◆ **TASK STATEMENT**
All that is needed is the number of lines in the records that contain the word "below", stated without anything else.

◆ **THE DATA**
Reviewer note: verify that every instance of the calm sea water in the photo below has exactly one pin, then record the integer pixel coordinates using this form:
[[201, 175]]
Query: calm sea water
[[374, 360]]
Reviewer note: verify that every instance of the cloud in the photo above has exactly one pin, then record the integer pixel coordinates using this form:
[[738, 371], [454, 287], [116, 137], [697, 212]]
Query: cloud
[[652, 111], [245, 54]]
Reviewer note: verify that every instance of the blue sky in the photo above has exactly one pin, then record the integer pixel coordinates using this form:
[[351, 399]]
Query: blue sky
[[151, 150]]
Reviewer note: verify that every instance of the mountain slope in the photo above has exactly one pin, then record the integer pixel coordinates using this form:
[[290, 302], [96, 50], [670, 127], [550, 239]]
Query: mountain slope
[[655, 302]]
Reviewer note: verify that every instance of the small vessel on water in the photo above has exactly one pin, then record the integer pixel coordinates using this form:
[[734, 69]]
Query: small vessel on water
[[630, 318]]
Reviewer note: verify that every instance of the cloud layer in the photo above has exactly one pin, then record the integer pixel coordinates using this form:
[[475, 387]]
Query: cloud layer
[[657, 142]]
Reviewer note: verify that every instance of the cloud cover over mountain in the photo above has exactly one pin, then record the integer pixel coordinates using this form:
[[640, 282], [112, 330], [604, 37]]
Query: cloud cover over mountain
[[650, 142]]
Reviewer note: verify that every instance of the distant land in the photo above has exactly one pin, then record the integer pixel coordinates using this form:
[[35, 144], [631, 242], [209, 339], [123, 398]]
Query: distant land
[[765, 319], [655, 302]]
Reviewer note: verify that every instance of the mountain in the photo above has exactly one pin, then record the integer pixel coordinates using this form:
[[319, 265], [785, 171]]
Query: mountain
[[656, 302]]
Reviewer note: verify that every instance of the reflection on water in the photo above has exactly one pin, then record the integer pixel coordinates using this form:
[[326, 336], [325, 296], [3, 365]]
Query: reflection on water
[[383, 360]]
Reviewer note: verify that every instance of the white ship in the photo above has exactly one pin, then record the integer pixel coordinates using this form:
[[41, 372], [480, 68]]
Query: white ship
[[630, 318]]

--

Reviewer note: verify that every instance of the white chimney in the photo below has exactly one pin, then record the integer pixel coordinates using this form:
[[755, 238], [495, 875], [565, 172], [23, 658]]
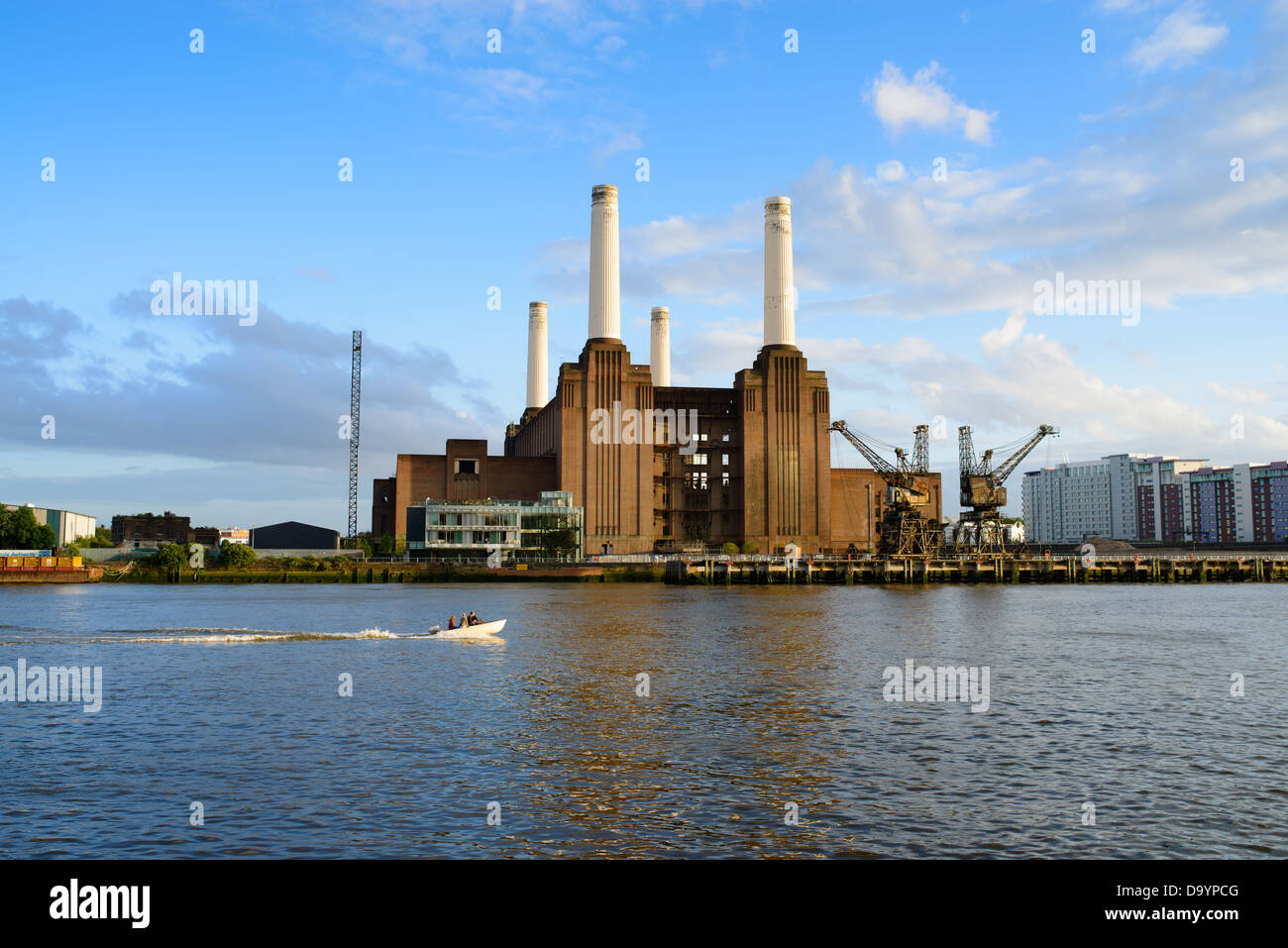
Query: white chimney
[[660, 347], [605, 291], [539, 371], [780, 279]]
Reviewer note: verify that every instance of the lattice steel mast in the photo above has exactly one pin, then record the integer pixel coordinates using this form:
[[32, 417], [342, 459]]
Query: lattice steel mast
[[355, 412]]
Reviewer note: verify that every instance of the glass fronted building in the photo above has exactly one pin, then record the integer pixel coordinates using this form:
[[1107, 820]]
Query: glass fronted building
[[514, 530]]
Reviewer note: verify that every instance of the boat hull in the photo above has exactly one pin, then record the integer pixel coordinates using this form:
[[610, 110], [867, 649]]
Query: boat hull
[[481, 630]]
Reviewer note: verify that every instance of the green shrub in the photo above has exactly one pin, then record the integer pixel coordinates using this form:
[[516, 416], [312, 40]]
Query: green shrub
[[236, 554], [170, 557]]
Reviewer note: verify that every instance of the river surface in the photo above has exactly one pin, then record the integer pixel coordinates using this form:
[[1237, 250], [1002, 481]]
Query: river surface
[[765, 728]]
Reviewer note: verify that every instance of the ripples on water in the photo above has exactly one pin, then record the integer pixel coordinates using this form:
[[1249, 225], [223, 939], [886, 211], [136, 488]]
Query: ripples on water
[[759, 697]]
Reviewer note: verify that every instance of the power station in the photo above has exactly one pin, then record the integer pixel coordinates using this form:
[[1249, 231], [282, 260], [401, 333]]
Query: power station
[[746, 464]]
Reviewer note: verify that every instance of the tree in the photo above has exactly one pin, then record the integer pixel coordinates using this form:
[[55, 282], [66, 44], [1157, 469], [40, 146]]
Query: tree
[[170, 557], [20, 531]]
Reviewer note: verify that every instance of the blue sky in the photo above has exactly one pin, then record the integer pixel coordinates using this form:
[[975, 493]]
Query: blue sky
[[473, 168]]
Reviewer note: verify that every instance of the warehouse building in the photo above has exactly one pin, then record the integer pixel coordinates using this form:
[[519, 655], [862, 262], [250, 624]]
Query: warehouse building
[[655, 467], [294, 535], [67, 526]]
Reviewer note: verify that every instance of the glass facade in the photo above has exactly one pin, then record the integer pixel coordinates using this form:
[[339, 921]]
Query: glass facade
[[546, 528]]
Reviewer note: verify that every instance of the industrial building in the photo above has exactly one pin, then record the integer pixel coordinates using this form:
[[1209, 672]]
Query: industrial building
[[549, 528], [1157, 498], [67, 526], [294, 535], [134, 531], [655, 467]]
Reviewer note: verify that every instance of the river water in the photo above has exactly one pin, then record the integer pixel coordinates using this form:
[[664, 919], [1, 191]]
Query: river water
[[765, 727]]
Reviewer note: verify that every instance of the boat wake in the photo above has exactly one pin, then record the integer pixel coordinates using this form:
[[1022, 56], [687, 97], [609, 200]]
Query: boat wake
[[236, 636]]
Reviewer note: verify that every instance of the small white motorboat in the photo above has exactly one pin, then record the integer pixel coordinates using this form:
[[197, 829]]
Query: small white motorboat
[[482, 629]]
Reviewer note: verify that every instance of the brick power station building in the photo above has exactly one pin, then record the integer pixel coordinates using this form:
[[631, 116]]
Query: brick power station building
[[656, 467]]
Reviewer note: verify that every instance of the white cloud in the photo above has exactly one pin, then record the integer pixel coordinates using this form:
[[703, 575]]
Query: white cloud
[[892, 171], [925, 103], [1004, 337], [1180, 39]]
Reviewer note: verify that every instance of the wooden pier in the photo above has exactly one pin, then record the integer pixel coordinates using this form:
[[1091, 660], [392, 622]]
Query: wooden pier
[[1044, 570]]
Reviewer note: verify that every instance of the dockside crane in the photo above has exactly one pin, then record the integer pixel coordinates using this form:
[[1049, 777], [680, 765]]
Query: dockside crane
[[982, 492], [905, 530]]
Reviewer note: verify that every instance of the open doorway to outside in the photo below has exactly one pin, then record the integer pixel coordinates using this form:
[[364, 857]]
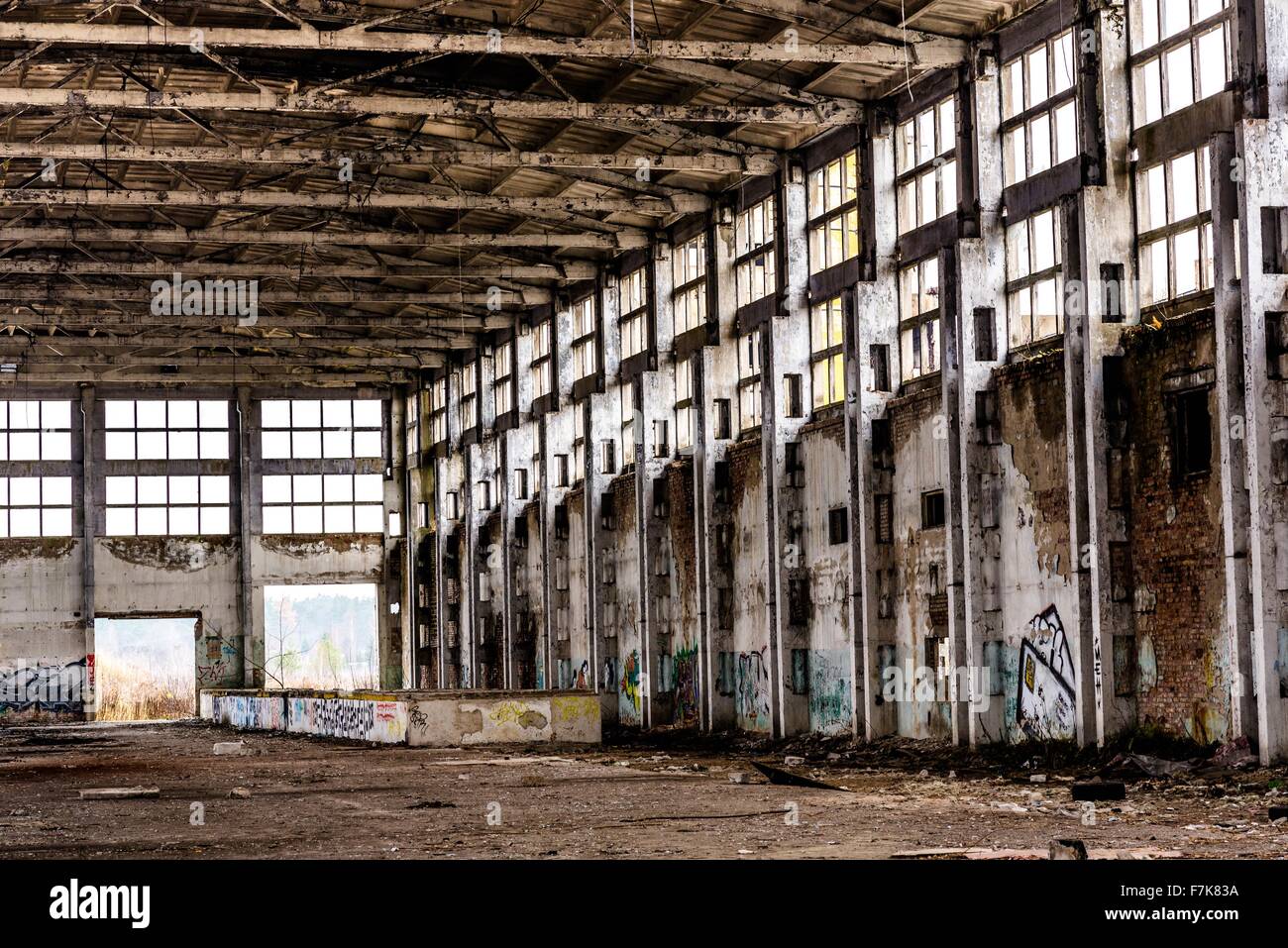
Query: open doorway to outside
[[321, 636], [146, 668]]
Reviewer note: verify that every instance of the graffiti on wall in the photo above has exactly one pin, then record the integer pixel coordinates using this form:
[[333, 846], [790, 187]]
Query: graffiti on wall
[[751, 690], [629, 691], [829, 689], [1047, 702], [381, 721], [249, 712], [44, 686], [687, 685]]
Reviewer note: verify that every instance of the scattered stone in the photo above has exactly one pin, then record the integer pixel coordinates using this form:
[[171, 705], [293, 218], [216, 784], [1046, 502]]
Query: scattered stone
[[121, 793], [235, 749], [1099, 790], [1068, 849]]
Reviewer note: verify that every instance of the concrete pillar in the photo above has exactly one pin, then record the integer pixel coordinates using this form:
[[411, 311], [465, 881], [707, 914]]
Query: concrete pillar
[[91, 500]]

◆ **SOLUTION**
3